== Exercices ==
1/ Reformulez sous forme de liste le paragraphe du texte sur la rumeur qui commence par « Ensuite il y a eu mon cancer », en gardant ses faits principaux.
2/ Écrivez la suite du texte sur la rumeur, après sa dernière phrase.

== Texte proposé ==
§ §

Avez-vous déjà eu à faire à la rumeur ? Vous savez, ces bruits à votre sujet qui se répandent par personnes interposées et qui finissent toujours par vous parvenir d’une manière ou d’une autre, parfois en pleine face !
La rumeur, il m’est m’est arrivé de la croiser à quelques reprises dans ma vie, et je dois avouer que ça surprend, surtout la première fois, alors que je ne m’étais jamais préparé à une situation aussi improbable. Ainsi j’ai appris que j’étais ruiné et couvert de dettes, dans une période où paradoxalement, il faut l’avouer, mes revenus n’avaient jamais été aussi confortables. Mais vous pouvez toujours tenter d’enrayer la rumeur, en rassurant et en certifiant que la situation est saine sur un plan financier… il n’en reste pas moins les bruits qui courent et malgré vos propos rassurants, vous observez dans le regard des gens ce petit malaise qui laisse entrouverte la porte du doute. Ne dit-on pas qu’il n’y a pas de fumée sans feu ?
Alors très vite, ce besoin humain de vouloir enrayer la rumeur a laissé la place à l’arme la plus redoutable en pareille situation : La dérision ! Ainsi, la première fois qu’une connaissance m’a appris ma séropositivité il y a de cela plus de quinze ans, je me suis montré très surpris en lui disant qu’il tenait là un scoop et que moi-même je n’étais pas au courant. C’est fou, d’ailleurs même mon médecin qui m’a testé à quelques reprises depuis en revient toujours à la conclusion que je suis “négatif”.
Ensuite il y a eu mon cancer foudroyant en 1999 ! Je me suis retrouvé condamné par un large public qui m’observait avec un regard de pitié, se disant sans doute que j’étais trop jeune pour mourir. Même ma banque m’avait contacté afin de prendre de mes nouvelles, s’inquiétant sans doute pour le devenir de mon entreprise et indirectement pour leurs finances. Je les comprends bien, il faut dire que j’étais le seul capitaine à la tête du navire. Là aussi j’ai réagi avec beaucoup d’humour en remerciant tout le monde de me tenir informé de mon état de santé, qui je dois l’avouer n’aurait pas pu être meilleur. C’était tellement surréaliste ! A force de dérision, la rumeur s’est usée et étant toujours en vie, j’ai dû franchir le cap de la rémission.

§ §

== Données fournies ==
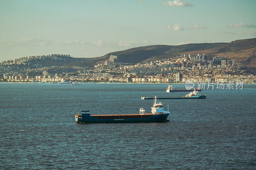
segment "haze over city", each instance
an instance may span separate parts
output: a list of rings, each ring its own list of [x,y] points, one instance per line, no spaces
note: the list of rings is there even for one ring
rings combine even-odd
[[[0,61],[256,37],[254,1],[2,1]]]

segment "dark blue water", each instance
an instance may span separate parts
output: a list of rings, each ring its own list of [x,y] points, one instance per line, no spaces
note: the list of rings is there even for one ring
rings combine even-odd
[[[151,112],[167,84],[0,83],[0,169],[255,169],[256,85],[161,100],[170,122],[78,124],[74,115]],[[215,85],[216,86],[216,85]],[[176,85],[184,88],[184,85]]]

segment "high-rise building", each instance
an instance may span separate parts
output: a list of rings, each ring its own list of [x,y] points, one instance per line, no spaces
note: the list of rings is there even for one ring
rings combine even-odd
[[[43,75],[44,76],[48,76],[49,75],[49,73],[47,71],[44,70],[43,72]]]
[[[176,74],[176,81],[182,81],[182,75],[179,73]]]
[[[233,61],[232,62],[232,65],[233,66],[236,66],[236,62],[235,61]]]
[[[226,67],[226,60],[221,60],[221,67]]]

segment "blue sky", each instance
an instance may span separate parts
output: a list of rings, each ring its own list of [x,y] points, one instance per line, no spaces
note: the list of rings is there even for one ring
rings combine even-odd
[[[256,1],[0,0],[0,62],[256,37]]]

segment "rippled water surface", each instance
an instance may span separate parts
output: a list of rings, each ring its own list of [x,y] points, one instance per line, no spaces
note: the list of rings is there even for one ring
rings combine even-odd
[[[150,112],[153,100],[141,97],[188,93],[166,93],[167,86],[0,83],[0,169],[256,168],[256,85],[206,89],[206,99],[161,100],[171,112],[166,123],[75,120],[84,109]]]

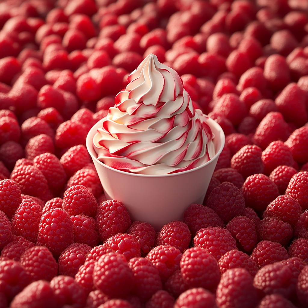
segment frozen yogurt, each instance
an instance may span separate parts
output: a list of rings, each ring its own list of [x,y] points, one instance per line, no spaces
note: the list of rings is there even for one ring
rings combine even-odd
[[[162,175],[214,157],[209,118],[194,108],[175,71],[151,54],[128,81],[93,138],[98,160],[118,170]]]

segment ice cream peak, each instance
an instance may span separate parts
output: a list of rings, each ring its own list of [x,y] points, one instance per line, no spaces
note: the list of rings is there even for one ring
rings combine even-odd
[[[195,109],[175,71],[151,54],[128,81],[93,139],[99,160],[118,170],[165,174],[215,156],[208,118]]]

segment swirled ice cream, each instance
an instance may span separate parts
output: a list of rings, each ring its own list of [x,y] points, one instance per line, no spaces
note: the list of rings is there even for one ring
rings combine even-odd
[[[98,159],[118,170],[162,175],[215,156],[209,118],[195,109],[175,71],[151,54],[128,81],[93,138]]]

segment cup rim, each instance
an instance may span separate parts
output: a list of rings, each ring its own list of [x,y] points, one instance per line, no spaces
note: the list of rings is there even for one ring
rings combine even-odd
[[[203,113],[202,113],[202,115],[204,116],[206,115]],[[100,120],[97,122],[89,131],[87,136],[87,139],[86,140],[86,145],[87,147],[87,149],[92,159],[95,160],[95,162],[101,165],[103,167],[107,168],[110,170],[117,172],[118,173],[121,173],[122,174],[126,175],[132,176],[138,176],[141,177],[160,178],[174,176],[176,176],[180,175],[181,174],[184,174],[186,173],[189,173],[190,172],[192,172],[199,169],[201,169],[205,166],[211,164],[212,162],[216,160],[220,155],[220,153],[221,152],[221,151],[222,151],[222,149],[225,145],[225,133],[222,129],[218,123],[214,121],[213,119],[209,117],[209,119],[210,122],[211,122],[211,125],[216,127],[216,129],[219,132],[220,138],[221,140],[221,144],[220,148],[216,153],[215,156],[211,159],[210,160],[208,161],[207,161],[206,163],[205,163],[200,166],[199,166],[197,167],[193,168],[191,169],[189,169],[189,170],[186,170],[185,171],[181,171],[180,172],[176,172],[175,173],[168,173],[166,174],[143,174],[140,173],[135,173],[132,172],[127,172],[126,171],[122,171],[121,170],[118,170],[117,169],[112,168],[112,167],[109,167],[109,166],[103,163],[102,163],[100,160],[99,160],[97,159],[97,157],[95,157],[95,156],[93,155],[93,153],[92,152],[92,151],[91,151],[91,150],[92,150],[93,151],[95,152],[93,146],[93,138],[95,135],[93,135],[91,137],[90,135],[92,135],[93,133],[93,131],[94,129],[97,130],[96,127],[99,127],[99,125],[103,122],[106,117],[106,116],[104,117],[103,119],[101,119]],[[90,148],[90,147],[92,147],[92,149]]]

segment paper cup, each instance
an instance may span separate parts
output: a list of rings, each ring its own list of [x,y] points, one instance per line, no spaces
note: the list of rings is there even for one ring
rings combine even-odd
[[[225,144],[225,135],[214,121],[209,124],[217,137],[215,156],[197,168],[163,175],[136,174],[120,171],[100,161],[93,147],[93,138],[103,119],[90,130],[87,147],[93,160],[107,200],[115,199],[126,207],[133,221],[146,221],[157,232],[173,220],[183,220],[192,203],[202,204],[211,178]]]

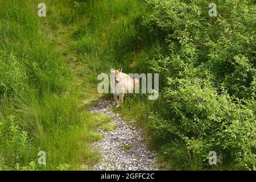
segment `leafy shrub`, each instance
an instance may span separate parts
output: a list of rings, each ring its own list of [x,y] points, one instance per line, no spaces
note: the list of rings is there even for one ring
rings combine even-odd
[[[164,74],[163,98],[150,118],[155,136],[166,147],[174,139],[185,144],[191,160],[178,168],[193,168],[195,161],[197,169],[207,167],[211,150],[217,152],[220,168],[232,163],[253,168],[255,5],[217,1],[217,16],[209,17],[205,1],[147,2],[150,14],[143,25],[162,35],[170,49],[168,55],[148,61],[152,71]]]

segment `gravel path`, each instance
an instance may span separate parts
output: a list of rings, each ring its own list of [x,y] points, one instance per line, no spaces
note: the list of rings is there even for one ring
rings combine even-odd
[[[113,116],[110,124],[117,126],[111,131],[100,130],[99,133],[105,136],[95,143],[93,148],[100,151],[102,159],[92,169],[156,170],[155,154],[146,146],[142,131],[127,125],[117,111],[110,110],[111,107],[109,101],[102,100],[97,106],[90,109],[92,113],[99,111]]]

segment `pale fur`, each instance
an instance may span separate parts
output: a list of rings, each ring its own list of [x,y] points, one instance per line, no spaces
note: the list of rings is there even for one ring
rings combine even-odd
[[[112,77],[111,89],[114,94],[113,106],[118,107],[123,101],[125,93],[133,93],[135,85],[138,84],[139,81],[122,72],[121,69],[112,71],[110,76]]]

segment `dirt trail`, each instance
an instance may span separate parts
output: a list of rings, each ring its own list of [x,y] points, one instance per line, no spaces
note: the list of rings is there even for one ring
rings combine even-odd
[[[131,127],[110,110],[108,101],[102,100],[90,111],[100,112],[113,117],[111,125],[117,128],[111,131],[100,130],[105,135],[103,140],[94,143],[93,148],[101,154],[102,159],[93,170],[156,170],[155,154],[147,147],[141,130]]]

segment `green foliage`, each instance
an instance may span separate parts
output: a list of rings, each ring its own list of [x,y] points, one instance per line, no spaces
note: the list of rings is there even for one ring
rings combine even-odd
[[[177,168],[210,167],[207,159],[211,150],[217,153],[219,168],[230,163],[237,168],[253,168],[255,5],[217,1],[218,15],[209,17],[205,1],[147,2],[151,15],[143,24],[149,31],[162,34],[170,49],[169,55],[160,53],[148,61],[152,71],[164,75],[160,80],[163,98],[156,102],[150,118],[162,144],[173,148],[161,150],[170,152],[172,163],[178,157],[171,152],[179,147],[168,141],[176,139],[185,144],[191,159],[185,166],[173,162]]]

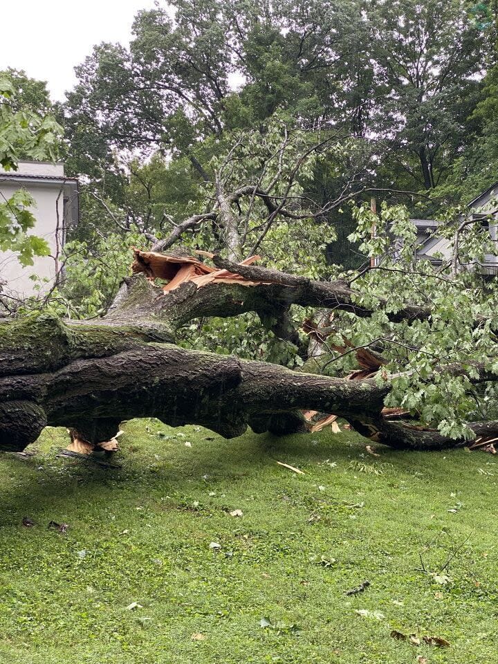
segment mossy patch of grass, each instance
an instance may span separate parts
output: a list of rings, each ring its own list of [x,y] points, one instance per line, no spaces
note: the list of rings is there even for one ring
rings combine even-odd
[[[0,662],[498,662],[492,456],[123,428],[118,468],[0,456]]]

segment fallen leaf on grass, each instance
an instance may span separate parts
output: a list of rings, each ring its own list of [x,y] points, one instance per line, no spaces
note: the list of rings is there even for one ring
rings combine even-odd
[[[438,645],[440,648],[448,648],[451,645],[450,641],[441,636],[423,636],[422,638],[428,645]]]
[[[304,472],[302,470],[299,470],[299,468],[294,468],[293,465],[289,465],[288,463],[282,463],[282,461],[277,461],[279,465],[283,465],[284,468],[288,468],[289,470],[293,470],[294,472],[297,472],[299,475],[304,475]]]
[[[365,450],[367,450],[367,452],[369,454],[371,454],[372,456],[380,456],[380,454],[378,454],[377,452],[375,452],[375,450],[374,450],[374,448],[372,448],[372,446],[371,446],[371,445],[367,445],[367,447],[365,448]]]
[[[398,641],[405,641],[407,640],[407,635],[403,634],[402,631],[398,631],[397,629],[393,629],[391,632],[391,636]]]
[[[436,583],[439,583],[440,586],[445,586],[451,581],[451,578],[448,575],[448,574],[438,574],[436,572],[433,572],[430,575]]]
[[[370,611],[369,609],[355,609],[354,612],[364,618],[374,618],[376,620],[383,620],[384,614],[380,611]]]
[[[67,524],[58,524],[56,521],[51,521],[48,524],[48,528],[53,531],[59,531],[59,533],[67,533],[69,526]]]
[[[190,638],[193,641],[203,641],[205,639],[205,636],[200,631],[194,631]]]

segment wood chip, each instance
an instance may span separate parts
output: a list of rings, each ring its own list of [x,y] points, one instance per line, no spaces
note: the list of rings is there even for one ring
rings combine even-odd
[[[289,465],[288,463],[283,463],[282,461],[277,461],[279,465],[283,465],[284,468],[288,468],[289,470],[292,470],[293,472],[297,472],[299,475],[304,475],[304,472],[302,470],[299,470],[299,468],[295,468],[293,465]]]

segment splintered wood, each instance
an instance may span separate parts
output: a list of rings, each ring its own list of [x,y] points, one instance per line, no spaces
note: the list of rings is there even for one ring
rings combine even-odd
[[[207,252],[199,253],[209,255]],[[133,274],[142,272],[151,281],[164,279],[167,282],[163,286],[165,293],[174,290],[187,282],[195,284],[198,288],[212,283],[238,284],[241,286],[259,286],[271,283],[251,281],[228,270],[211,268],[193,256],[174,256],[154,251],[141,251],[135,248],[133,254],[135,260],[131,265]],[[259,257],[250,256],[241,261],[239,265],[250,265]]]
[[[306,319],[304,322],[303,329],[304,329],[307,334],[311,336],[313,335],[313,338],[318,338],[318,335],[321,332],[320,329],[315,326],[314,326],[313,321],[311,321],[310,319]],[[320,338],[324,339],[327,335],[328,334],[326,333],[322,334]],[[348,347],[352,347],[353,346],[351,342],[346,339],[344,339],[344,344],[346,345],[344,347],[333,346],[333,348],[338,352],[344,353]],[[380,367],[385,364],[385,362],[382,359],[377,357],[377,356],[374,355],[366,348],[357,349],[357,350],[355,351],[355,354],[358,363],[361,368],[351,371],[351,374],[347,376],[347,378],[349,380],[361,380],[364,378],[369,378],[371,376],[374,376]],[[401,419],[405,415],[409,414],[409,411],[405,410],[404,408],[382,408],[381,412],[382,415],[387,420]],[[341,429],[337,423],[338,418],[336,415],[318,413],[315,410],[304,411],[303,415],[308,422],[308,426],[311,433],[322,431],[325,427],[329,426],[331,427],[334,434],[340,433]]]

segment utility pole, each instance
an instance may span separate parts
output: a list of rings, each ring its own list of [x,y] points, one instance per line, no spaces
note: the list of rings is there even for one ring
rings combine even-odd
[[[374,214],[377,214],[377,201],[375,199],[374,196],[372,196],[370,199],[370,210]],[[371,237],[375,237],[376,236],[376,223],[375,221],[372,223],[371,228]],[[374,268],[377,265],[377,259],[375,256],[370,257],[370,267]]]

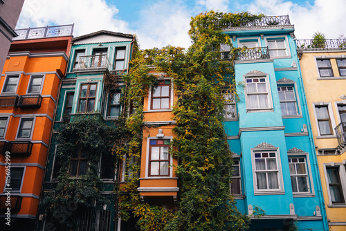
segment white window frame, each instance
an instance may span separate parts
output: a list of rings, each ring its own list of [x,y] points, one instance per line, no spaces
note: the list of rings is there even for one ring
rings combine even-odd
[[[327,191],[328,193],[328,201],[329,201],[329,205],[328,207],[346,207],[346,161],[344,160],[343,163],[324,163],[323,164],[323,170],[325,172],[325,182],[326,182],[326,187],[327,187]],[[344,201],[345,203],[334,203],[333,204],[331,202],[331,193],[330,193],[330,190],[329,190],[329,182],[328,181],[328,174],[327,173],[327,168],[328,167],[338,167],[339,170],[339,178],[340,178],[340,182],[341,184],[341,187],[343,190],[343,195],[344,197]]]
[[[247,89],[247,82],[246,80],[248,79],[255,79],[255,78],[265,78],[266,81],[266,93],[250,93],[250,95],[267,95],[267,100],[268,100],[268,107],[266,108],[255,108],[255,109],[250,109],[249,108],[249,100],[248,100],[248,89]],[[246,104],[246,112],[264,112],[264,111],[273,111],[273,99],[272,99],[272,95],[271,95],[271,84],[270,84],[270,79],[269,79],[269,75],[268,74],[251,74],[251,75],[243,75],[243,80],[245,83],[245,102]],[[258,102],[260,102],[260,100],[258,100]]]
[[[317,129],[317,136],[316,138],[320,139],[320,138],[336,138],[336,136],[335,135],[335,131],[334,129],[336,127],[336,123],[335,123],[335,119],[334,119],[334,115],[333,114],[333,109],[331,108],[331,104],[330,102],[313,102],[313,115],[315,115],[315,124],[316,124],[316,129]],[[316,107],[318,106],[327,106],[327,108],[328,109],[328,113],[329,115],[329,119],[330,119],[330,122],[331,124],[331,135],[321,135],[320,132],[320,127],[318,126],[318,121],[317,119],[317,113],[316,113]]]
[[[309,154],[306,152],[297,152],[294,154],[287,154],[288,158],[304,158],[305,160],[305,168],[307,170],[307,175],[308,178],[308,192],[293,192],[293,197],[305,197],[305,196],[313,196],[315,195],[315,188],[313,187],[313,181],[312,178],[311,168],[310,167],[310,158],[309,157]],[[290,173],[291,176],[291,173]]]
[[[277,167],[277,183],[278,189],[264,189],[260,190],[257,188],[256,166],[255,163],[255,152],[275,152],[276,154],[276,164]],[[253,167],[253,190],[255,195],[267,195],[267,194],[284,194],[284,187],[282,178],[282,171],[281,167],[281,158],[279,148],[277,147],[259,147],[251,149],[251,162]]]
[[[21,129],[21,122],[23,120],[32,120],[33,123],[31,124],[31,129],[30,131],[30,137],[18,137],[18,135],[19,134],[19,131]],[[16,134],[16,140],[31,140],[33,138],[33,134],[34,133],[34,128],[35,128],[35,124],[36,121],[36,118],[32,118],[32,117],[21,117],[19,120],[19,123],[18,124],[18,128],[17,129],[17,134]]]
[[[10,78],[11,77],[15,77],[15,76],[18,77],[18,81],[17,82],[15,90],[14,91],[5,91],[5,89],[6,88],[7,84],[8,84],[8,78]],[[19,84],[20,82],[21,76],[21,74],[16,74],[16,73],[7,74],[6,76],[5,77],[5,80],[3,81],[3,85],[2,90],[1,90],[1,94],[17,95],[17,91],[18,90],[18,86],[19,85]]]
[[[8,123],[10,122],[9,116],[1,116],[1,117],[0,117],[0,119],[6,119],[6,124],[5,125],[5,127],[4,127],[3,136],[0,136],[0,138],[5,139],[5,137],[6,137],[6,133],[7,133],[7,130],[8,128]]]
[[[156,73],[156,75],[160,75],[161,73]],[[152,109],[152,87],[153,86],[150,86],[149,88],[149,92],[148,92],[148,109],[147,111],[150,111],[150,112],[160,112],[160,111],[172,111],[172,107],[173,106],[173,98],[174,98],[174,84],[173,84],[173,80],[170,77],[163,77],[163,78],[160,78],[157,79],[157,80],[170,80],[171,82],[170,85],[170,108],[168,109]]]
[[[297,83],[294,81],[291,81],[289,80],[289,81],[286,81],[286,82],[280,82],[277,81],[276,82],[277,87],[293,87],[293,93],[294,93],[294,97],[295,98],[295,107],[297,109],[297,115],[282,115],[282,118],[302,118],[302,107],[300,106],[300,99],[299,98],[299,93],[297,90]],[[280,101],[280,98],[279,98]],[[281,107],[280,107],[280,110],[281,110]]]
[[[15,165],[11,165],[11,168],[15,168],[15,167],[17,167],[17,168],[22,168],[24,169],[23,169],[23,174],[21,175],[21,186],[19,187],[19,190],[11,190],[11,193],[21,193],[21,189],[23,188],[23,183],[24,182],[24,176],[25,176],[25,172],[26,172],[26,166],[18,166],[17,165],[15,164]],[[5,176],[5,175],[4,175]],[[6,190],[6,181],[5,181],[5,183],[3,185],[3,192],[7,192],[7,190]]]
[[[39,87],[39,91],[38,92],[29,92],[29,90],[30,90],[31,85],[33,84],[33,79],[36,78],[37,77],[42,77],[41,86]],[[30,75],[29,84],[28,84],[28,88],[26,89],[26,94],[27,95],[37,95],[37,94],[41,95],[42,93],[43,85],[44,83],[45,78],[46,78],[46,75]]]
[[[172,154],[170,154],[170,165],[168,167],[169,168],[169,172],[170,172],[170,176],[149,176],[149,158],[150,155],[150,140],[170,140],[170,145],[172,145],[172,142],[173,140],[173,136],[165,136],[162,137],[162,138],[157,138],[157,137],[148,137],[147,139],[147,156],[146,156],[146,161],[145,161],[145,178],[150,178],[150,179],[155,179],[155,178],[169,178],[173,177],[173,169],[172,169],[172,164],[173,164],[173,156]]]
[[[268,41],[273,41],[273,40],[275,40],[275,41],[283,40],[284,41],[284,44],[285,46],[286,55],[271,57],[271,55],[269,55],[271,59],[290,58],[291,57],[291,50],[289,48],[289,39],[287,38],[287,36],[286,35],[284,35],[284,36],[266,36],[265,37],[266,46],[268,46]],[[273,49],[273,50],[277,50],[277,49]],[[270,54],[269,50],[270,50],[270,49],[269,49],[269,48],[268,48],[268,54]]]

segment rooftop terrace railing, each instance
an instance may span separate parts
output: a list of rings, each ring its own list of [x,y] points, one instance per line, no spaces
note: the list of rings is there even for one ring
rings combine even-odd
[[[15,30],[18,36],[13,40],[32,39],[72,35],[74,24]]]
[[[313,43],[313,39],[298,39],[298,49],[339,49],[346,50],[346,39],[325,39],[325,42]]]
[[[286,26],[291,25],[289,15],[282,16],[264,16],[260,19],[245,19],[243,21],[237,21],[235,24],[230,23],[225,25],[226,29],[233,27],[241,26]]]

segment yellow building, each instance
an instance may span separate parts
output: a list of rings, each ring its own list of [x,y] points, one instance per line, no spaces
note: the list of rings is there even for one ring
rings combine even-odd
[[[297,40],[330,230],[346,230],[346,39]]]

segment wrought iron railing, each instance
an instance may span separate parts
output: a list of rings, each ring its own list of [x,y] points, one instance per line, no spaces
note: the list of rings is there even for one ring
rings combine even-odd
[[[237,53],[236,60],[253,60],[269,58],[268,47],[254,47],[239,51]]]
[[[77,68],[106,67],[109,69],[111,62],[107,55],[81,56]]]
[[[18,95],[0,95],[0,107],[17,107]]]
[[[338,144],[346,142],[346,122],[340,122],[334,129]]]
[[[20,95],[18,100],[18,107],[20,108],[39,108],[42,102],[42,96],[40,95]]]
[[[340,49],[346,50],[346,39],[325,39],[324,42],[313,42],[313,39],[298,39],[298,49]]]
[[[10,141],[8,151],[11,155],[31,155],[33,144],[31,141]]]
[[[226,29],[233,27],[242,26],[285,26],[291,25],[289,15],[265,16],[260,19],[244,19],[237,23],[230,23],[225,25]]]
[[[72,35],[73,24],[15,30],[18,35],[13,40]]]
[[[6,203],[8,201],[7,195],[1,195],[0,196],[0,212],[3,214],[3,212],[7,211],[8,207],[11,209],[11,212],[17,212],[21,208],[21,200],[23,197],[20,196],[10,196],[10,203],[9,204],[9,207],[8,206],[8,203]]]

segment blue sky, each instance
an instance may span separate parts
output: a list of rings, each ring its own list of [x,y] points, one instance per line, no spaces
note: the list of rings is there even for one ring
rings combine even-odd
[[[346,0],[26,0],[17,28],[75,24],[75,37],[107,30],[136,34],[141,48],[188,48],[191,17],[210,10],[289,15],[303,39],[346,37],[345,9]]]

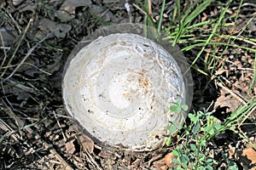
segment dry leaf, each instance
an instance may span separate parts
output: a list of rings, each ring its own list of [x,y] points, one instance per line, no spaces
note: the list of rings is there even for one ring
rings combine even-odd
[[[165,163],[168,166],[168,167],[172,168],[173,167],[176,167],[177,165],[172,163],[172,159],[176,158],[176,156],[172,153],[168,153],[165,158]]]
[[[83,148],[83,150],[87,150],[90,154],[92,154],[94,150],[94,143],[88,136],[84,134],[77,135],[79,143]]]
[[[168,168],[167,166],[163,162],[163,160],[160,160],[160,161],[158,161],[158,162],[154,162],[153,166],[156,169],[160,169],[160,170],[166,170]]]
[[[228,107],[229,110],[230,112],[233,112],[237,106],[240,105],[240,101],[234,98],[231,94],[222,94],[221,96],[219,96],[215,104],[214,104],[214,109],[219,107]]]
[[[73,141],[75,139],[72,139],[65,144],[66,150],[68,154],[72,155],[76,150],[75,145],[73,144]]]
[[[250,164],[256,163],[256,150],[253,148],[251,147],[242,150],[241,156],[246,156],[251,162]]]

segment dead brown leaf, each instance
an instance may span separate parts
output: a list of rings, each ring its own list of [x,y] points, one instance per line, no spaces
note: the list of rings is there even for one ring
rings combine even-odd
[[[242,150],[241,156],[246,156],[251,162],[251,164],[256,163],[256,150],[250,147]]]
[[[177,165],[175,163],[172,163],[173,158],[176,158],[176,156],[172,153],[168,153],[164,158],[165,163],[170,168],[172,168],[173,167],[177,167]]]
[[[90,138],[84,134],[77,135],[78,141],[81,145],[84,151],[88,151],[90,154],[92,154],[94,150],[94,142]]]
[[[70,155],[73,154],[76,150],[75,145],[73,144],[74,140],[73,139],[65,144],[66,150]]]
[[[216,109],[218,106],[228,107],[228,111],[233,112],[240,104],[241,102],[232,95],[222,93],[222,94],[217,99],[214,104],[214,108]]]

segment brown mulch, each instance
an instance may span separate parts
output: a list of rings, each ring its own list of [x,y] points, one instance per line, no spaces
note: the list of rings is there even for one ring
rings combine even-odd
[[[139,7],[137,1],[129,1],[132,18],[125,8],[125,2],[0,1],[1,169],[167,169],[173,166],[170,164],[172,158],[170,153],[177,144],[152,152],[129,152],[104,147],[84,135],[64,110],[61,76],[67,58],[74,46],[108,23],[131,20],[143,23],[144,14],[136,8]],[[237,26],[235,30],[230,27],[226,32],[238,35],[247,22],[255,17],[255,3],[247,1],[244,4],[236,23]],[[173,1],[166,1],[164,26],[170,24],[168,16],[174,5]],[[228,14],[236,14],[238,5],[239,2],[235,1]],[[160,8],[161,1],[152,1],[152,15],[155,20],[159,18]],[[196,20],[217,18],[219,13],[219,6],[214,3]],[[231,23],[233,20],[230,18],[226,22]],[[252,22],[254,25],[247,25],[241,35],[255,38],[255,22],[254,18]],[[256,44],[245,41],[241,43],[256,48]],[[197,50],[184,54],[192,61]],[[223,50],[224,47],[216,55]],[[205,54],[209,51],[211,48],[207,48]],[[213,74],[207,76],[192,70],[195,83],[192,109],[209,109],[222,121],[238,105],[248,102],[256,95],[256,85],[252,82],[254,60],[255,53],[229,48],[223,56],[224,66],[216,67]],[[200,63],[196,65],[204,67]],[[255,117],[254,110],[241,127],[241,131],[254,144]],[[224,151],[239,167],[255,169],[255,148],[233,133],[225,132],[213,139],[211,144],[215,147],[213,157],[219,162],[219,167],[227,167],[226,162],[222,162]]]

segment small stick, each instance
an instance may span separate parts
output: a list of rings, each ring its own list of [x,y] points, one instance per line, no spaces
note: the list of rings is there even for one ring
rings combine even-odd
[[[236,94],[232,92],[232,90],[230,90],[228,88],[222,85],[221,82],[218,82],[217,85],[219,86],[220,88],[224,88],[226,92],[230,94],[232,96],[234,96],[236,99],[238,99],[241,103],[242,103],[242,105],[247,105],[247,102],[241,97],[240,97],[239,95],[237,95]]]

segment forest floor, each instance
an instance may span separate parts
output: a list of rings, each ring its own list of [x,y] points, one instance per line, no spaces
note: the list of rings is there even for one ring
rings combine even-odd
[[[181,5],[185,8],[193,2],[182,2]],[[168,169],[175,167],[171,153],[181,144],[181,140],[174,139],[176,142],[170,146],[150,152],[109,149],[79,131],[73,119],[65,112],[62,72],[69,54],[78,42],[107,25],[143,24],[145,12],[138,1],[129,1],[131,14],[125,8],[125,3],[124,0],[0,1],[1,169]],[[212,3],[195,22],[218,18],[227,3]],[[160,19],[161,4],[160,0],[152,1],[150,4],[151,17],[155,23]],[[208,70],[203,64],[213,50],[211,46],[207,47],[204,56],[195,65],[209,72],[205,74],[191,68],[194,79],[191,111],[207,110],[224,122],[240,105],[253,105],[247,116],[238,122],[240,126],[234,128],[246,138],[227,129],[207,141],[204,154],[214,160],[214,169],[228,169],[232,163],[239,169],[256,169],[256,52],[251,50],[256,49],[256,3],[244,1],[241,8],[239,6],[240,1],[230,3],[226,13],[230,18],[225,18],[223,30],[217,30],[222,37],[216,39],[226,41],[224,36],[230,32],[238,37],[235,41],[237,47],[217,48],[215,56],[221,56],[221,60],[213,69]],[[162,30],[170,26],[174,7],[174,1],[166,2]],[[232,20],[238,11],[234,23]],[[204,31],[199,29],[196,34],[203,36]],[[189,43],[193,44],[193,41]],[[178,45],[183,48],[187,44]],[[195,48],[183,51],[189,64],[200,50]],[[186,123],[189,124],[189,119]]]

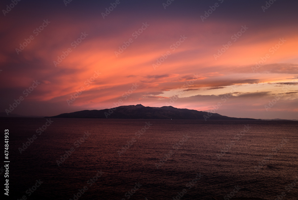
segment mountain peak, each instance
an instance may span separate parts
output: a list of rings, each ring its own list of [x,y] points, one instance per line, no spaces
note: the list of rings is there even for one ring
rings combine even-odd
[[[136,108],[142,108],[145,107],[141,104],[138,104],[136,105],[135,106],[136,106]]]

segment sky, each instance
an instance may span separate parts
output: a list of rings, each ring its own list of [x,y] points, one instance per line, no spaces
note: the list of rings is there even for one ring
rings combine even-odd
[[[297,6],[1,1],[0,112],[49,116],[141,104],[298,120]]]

§ §

== Corrigé des exercices ==
1/
- En 1999, une rumeur m'a attribué un cancer foudroyant.
- Beaucoup de gens m'ont alors regardé avec pitié, me jugeant sans doute trop jeune pour mourir.
- Ma banque a pris de mes nouvelles. Elle s'inquiétait pour mon entreprise, dont j'étais le seul capitaine, et donc pour ses propres finances.
- J'ai réagi avec humour et remercié chacun de me tenir informé de ma santé, qui était excellente.
- À force de dérision, la rumeur s'est usée. Comme je suis toujours en vie, j'ai dû « franchir le cap de la rémission ».

2/
Et puis récidive il y a onze ans quand j’ai soudainement décidé de vendre mon entreprise. Voilà de quoi alimenter le brasier de la rumeur. On ne vend pas tout subitement à trente et quelques années s’il n’y a pas un problème majeur ! Les bruits les plus fous ont donc repris : phase finale de la maladie, faillite personnelle, entrée dans une secte alors que je me distançais de la plus grande d’entre elles (le catholicisme)… mais également de mon prochain rachat d’une importante entreprise de la place de Fribourg. Ce sont quelques collaborateurs inquiets de l’entreprise en question qui sont venus courageusement à moi afin de vérifier l’information. J’ai pu les rassurer en leur disant que si c’était le cas, je n’en étais pas informé. J’ai donc pris tout ça avec beaucoup d’humour, remerciant les personnes qui avaient eu le courage de m’en faire part pour ce qu’elles m’apprenaient.
La jalousie est presque toujours à la base d’une rumeur infondée. Aussi méchante et grave soit-elle, aucune preuve ou justification ne peut enrayer la rumeur, même pas un jugement de tribunal. Plus on s’acharne à tenter de la défaire et plus on alimente les braises qui couvent, favorisant un peu plus encore sa propagation. Les commérages étant devenus la seule raison de vivre de nombreuses personnes, je trouverais cruel de les en priver. Aussi, la dérision et la prise de distance sont les meilleures réactions possibles. Parfois il est même intéressant d’en rajouter un peu en grossissant la chose de ridicule, mais surtout sans jamais tenter de se justifier. Et quand les bruits qui courent n’ont plus aucune prise sur la personne, ils ne peuvent que s’éteindre d’eux-mêmes, comme un feu privé d’oxygène.